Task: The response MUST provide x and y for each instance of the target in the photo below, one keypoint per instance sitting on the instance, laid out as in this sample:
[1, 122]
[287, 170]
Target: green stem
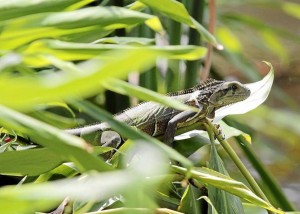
[237, 162]
[267, 178]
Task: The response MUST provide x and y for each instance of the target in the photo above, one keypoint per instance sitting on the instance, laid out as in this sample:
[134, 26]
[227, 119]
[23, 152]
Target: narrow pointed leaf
[226, 183]
[68, 147]
[259, 93]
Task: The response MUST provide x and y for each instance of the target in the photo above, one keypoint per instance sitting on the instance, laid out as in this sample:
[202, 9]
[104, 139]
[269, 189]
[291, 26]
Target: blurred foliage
··········
YOUR INSTRUCTIONS:
Copy all of the rows above word for word, and leave the pictures out of your copy.

FINAL ANSWER:
Task: The response MUST provide x and y for each instance of the target in the photo below, one keypoint per instance sitting on the instance, laid out as in this sample:
[1, 122]
[287, 170]
Target: green stem
[237, 162]
[267, 178]
Task: The response MUST provide x and y for each instance of the target in the photo above, one keypoint per instance sitting on the instance, laid out as in this sample:
[134, 26]
[227, 119]
[23, 152]
Target: narrow pointed leaf
[226, 183]
[68, 147]
[259, 93]
Task: The response MUST provide x and y for each instance of the target in the photo above, one keypoint per instance sitting on the instance, laid out as in this sample:
[202, 9]
[104, 139]
[269, 189]
[291, 26]
Target: blurred foliage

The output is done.